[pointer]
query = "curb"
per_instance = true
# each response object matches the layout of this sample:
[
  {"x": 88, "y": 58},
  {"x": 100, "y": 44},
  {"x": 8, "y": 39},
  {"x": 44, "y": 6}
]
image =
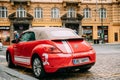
☆ ☆ ☆
* _Set exercise_
Rewrite the data above with "curb" changed to "sidewalk" and every other line left as it is. Leave the pictures out of your answer.

* _Final result_
[pointer]
query = "sidewalk"
per_instance = true
# each response object matches the layout of this sample:
[
  {"x": 88, "y": 58},
  {"x": 100, "y": 44},
  {"x": 8, "y": 39},
  {"x": 44, "y": 6}
]
image =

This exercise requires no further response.